- **WHAT THE EXERCISE ASKS**
Copy the rows word for word from the start of the rows through the line that contains "[10,209,640,425]", leaving the pictures out of your answer.

- **DATA TO PROCESS**
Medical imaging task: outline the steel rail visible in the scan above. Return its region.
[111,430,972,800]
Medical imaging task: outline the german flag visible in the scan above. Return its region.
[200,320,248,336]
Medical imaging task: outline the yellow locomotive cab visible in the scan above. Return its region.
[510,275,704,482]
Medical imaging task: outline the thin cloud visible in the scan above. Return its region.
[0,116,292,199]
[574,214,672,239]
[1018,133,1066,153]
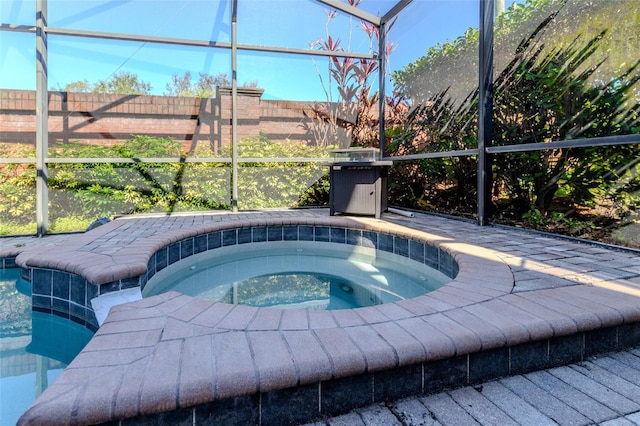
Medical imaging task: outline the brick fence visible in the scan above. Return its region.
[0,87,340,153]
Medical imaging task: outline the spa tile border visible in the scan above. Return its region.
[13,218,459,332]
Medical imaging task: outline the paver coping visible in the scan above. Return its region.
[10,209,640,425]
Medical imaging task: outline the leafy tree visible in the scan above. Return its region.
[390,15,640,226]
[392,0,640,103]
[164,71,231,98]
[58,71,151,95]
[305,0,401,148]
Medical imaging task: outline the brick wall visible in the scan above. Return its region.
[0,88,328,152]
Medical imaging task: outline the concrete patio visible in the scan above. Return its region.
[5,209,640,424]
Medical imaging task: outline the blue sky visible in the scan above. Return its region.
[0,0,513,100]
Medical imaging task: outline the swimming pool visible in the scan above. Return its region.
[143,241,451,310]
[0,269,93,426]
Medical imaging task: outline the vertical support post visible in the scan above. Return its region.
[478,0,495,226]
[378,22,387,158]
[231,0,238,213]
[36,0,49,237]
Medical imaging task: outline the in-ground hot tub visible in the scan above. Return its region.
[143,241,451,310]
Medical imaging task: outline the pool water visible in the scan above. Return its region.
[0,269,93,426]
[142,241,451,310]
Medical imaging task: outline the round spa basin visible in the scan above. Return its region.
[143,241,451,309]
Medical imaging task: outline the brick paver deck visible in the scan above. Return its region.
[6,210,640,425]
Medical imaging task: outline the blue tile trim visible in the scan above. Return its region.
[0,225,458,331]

- **COMPLETE RESPONSE**
Medical imaging task: outline the steel rail visible in the scan above. Return its region.
[111,430,972,800]
Medical imaging task: outline the german flag visible in the scan above. Return its region.
[200,320,248,336]
Medical imaging task: outline the yellow locomotive cab visible in the scan above. Return its region.
[510,275,704,482]
Medical imaging task: outline the thin cloud visible in the scan above. Return its region.
[0,116,292,199]
[574,214,672,239]
[1018,133,1066,153]
Medical imaging task: outline the brick fence visible in the scan above. Return its region.
[0,87,340,153]
Medical imaging task: outline the spa tile border visible in the scan above. Return its region.
[13,218,459,332]
Medical imaging task: outline the paver coping visible in the scan above. Return its region.
[10,209,640,425]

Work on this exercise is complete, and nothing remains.